--- Entries shown ---

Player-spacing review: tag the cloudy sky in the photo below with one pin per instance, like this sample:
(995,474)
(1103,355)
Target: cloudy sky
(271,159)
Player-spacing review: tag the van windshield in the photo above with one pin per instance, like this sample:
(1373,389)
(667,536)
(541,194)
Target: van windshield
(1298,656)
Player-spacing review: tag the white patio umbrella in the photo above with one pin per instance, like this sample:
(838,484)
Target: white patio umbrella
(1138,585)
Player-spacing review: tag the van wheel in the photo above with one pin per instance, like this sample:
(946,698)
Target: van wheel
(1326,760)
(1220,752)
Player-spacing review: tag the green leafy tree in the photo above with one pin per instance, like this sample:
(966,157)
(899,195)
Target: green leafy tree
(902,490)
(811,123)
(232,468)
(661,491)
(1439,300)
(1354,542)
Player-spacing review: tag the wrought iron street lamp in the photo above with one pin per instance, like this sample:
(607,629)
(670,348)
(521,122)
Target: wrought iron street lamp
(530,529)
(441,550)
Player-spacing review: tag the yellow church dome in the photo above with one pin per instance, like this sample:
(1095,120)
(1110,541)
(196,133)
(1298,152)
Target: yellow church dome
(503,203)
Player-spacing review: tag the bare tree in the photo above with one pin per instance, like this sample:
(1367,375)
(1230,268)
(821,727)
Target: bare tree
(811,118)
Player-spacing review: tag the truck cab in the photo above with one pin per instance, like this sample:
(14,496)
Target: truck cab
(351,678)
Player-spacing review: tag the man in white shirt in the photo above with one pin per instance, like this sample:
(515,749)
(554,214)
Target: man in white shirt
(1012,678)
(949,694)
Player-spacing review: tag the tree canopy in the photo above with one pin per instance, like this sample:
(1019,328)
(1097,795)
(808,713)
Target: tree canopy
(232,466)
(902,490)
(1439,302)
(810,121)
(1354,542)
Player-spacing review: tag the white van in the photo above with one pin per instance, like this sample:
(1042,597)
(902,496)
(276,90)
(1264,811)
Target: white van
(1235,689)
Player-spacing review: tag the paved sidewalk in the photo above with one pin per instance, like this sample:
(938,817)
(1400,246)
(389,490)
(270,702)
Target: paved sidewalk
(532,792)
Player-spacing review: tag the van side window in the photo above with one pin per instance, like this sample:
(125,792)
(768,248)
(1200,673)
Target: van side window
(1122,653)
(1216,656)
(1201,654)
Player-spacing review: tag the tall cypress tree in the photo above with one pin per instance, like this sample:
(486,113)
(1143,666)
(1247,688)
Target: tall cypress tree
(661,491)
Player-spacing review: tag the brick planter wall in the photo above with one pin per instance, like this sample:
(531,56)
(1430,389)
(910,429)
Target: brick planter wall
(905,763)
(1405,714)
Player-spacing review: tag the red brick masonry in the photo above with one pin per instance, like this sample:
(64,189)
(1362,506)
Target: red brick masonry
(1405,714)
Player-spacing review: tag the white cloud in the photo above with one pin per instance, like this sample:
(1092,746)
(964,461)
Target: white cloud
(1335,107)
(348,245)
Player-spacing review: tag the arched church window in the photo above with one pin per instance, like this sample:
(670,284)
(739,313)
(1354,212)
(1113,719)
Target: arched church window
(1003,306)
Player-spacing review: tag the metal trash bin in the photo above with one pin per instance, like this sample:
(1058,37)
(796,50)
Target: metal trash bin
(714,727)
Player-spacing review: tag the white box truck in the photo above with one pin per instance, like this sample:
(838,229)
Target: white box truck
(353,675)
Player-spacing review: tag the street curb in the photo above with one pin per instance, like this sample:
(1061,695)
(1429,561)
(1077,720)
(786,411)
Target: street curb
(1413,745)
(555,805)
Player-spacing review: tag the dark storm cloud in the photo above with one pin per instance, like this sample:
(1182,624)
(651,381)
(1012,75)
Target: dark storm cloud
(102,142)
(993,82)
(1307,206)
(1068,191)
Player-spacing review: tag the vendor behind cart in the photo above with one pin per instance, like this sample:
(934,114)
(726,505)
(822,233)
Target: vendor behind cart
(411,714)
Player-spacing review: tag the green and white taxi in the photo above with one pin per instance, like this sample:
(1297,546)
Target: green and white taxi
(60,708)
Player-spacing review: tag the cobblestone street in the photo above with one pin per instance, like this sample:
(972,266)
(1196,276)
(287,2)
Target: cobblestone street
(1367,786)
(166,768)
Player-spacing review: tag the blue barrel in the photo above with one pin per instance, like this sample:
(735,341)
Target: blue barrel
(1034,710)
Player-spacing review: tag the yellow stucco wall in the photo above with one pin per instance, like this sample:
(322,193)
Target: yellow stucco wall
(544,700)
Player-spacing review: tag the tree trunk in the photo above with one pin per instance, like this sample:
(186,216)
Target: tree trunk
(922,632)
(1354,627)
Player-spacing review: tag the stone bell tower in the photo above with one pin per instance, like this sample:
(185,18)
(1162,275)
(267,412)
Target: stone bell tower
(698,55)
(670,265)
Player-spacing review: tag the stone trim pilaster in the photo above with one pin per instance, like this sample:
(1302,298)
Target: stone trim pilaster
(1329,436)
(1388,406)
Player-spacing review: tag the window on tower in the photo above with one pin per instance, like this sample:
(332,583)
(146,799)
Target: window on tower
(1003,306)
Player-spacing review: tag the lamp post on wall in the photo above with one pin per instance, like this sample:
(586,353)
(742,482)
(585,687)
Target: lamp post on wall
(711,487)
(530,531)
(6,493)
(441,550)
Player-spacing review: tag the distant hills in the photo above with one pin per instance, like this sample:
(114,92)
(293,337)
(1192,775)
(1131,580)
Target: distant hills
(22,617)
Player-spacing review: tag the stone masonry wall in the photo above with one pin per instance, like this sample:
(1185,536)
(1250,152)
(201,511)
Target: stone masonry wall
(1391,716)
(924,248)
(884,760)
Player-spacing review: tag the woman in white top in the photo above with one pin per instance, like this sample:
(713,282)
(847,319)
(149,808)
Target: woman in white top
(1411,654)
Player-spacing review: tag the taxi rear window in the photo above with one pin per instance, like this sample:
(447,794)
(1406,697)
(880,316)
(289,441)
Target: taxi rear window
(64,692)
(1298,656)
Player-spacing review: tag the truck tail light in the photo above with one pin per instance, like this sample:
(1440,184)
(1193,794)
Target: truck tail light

---

● **Work to be completed**
Begin at the line containing "Player-spacing review: tag the stone masonry" and reproduce each line through the end of the records above.

● **Expected answer**
Player-spacing review: tag the stone masonry wall in the photo above with one pin per instance, like this sample:
(1185,536)
(1250,152)
(201,511)
Target: stone masonry wall
(1391,716)
(924,248)
(884,760)
Player-spacing review: tag the woman in white top in the photo above with one pin per instance, like this sample:
(713,282)
(847,319)
(149,808)
Target: woman in white top
(1411,654)
Player-spacing review: tag the taxi rear window in the photo above with one pin per instance, like this sample:
(447,794)
(1406,697)
(880,316)
(289,441)
Target: taxi rear window
(64,692)
(1298,656)
Player-spacing review: tag the truck tail light in the photo above with one pin per instance, like this sample:
(1440,184)
(1193,794)
Target: truck tail light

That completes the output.